ACTIVITY
Go through the following data and transcribe exactly the stretch of lines from the one holding "column 256, row 228" to the one holding "Reviewer note: every instance of the rooftop", both included.

• • •

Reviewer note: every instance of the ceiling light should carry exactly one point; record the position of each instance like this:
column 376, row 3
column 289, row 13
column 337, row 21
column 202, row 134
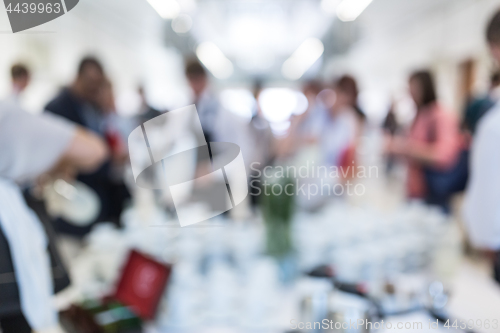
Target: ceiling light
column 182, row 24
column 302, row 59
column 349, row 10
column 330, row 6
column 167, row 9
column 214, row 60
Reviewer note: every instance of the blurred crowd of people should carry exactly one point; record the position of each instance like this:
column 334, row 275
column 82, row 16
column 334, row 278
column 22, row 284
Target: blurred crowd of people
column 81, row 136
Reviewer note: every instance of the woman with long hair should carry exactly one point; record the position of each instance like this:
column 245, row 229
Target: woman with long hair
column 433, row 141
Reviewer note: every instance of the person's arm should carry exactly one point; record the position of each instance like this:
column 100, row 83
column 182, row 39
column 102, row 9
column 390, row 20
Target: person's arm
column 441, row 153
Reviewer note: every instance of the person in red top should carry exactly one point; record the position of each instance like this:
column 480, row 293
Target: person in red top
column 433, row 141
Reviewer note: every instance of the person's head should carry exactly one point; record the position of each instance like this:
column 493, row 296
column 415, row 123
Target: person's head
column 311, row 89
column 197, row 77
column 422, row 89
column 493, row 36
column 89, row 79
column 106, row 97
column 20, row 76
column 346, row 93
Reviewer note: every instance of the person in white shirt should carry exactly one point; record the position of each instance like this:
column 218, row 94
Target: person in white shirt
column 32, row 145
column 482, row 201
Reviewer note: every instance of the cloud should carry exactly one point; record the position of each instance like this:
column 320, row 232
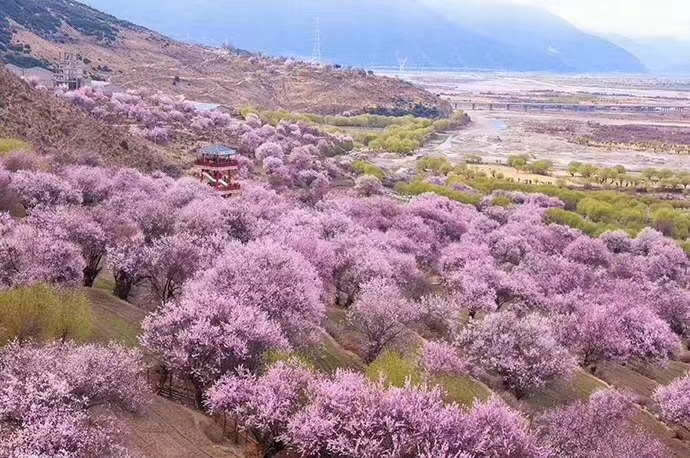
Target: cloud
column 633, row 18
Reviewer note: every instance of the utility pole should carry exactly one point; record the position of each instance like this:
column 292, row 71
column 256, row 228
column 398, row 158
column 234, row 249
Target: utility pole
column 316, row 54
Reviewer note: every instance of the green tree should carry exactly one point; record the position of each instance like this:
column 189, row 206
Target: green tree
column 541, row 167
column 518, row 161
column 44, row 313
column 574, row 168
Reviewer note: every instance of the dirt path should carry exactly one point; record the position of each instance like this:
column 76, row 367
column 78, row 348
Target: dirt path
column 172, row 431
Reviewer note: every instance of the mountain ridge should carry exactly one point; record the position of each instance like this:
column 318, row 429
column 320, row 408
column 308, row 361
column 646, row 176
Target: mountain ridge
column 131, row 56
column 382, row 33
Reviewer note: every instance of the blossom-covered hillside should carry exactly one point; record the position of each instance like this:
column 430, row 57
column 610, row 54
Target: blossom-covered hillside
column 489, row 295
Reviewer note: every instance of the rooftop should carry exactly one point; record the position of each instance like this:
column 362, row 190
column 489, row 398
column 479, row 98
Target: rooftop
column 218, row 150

• • •

YOUR SOLUTION
column 256, row 228
column 398, row 158
column 234, row 249
Target: utility pole
column 316, row 54
Reviewer note: every instance of the green tree should carry exactly one point; record the position of each instance like this:
column 189, row 206
Target: green tree
column 541, row 167
column 518, row 161
column 44, row 313
column 574, row 168
Reviewer note: every instance of the dirt path should carry exactly one point; record the position of each instance like this:
column 76, row 367
column 78, row 348
Target: dirt path
column 172, row 431
Reviewer note: every instance of the mountain ridge should carry exactly one point; record the position of each instance like this:
column 318, row 429
column 320, row 408
column 308, row 361
column 646, row 176
Target: mountain ridge
column 131, row 56
column 382, row 33
Reviewer note: every instance of the blossom-covered hillside should carry exactly one point; record the position of each instance like this:
column 430, row 57
column 610, row 54
Target: blossom-covered hillside
column 489, row 295
Reviewer note: every instance of the rooftop should carry exactly one point; record the position of each instance like this:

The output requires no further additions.